--- START ---

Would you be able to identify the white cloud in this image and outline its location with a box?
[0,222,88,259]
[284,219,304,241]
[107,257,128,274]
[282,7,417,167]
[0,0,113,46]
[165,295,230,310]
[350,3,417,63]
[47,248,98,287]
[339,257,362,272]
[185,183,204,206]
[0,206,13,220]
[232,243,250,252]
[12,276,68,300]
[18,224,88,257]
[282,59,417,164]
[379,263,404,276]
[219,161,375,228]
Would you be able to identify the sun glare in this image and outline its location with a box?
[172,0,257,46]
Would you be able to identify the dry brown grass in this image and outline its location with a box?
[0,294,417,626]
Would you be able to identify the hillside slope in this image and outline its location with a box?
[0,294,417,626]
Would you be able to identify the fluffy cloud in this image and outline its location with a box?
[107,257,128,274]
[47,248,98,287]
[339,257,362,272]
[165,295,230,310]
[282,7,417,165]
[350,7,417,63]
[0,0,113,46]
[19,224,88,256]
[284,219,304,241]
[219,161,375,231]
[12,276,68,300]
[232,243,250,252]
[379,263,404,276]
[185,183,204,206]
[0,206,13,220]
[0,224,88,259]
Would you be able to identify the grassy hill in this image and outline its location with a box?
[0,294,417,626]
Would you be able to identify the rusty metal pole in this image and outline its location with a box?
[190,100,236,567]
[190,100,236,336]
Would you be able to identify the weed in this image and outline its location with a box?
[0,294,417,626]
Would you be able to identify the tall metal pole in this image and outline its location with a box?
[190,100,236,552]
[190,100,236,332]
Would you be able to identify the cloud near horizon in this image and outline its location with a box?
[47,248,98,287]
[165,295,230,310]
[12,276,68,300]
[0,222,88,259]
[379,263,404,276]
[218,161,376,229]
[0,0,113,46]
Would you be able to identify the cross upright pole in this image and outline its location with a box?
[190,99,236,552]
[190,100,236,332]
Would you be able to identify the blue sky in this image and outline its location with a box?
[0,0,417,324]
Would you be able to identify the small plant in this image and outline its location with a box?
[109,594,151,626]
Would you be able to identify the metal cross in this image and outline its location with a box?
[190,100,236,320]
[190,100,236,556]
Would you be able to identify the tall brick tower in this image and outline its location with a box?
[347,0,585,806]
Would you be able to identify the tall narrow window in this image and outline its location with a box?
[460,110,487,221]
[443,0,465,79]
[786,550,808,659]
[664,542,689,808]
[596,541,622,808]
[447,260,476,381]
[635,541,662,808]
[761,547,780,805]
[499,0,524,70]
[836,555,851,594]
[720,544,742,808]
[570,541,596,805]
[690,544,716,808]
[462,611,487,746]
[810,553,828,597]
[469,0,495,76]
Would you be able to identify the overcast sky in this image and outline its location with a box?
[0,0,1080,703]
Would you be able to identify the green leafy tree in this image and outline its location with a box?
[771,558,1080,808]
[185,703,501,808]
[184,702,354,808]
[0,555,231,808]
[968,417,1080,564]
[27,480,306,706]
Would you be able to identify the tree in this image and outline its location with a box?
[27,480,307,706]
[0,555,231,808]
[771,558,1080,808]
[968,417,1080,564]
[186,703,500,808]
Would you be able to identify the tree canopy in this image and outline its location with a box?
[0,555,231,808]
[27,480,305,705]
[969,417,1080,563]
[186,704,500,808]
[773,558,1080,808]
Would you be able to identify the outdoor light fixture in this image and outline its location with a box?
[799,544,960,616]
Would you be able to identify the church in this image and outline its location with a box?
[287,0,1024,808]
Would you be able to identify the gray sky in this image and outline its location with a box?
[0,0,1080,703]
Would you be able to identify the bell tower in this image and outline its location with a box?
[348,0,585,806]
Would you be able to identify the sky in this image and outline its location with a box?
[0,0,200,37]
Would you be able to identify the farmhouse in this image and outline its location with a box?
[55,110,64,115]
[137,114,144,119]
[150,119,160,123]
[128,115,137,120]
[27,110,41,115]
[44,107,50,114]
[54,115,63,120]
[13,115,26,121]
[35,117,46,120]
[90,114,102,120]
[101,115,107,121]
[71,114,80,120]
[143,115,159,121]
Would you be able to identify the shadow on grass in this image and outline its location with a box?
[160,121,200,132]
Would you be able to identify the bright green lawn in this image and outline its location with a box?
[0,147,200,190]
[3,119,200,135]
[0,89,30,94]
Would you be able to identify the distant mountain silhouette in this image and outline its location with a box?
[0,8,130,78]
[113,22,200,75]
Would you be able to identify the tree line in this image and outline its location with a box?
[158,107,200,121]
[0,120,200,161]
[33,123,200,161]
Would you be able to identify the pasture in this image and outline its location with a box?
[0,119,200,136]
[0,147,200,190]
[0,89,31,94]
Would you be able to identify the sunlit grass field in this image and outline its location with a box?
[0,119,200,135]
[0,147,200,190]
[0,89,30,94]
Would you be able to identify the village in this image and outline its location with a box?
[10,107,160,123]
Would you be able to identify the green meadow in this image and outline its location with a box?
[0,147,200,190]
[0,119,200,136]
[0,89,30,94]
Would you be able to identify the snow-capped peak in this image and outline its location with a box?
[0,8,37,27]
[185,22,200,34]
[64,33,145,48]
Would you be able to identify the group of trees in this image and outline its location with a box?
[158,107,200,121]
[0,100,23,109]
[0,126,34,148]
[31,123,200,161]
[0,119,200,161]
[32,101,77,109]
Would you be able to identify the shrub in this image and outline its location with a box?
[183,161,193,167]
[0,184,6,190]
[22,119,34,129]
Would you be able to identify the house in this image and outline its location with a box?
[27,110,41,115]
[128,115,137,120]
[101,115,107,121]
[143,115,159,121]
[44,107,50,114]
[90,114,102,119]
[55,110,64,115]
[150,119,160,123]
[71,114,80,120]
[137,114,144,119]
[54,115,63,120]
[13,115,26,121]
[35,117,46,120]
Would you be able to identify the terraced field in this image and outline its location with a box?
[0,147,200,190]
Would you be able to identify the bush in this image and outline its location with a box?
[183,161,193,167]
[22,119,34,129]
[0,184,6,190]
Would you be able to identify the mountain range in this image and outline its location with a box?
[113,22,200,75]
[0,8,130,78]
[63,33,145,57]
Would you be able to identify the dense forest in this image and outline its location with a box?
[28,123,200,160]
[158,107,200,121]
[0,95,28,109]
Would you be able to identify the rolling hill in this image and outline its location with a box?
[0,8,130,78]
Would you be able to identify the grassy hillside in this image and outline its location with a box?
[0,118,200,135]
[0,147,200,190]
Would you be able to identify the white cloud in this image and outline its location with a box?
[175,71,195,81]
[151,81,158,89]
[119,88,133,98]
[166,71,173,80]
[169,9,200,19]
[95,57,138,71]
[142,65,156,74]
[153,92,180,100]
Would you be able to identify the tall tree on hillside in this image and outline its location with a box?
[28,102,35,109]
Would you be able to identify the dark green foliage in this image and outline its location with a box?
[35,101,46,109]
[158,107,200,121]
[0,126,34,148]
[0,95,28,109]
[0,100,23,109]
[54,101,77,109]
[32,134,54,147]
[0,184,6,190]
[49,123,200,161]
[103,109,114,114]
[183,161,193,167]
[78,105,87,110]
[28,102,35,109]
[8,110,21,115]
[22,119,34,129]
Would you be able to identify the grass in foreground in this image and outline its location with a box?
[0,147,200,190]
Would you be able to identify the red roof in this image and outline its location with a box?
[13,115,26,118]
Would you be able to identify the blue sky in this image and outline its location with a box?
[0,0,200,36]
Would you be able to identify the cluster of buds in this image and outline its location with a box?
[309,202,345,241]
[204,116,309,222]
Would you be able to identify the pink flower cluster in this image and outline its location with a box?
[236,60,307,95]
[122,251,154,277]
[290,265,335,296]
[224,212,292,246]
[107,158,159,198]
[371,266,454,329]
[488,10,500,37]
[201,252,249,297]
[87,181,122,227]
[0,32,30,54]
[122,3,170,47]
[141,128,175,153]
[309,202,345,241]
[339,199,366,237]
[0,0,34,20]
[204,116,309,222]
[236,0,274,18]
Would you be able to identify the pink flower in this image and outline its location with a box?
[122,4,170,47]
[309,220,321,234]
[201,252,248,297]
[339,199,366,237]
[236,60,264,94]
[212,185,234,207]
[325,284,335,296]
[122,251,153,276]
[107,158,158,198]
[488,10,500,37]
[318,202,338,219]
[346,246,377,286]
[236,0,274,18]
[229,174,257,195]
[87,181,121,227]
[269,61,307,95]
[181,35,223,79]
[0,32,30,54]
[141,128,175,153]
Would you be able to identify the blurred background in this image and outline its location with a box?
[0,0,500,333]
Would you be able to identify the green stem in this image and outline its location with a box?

--- END ---

• _What the exercise asks_:
For this exercise, please retype exactly the lines in the listing from the line with "Would you be able to identify the pink flower in" through its last line, both ends included.

• _Task result_:
Would you be able to identify the pink flower in this image and outline its location with a box?
[122,4,170,47]
[309,220,321,234]
[201,252,248,297]
[339,199,366,237]
[236,60,264,94]
[212,185,234,207]
[325,284,335,296]
[122,251,153,276]
[107,158,158,198]
[488,10,500,37]
[318,202,338,219]
[346,246,377,286]
[236,0,274,18]
[229,174,257,195]
[87,181,121,227]
[269,61,307,95]
[181,35,223,79]
[0,32,30,54]
[141,128,175,153]
Would you be able to identify the blurred background in this image and outline its location with a box?
[0,0,500,333]
Would you be able to identify the green stem in this image and outline its location with a box?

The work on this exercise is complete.